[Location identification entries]
════════════════════

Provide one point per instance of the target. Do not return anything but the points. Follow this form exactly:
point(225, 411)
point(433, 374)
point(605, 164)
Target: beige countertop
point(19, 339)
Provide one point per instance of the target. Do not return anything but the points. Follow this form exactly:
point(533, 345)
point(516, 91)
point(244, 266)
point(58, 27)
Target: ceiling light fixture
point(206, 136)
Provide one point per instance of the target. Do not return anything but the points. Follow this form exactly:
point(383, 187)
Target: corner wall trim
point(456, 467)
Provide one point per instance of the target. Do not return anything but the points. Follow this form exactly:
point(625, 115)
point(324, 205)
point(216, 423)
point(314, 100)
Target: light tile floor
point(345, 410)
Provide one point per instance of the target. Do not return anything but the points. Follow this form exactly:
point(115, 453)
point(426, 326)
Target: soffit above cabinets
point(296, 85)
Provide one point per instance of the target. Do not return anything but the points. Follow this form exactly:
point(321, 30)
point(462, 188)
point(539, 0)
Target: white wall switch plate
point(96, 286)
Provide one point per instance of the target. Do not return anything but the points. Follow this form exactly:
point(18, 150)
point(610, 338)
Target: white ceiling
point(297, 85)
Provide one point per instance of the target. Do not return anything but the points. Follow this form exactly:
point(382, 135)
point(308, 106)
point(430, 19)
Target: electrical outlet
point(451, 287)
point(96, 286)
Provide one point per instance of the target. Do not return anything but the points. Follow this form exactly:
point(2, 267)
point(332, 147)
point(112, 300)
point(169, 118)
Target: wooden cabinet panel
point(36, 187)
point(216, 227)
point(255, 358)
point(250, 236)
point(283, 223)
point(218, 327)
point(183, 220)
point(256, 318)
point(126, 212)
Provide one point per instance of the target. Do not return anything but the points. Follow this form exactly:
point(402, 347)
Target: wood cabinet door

════════════════════

◆ **PROBLEM**: Copy each line of the data above without altering a single character.

◆ **RESULT OF THE EXERCISE**:
Provide one point per instance of the target. Do not return anything but the points. Follow this form exactly:
point(225, 411)
point(433, 374)
point(605, 164)
Target: beige countertop
point(19, 339)
Provide one point per instance of the target. Do not return anything but the points. Follow this form exactly:
point(533, 345)
point(516, 91)
point(244, 266)
point(58, 27)
Target: ceiling light fixture
point(206, 136)
Provide one point per instance of the target. Do not return anything but the points. Follow this form exactly:
point(383, 187)
Target: corner wall trim
point(456, 467)
Provide one point per instance of the target. Do not return anything but the points. Follow this form exactly:
point(625, 115)
point(324, 205)
point(216, 423)
point(314, 100)
Target: light tile floor
point(345, 410)
Provide one point per instance of the target. Do not return anything but the points. Follow this form exactly:
point(115, 453)
point(426, 326)
Target: soffit above cabinets
point(296, 85)
Provide one point per instance of the target. Do not return anything but the points. Follow this form exactly:
point(321, 30)
point(462, 188)
point(539, 0)
Target: white wall switch plate
point(96, 286)
Provide one point per instance of the target. Do not return anything but the points. Follow this form exactly:
point(18, 150)
point(610, 338)
Target: white ceiling
point(297, 85)
Provide one point per instance of the target. Do not return anything but the points. Follow this form exactly:
point(382, 135)
point(308, 106)
point(430, 19)
Target: electrical outlet
point(451, 287)
point(96, 286)
Provide one point per instance of the target. Do not return anything but the points. Follow this form exactly:
point(2, 267)
point(332, 147)
point(112, 300)
point(169, 118)
Target: wooden cabinet panel
point(36, 187)
point(216, 227)
point(255, 358)
point(250, 236)
point(283, 223)
point(218, 327)
point(183, 220)
point(256, 318)
point(126, 212)
Provide one point per instance of the target. Do not return anything but the points. Follow this form exactly:
point(402, 347)
Target: wood cabinet door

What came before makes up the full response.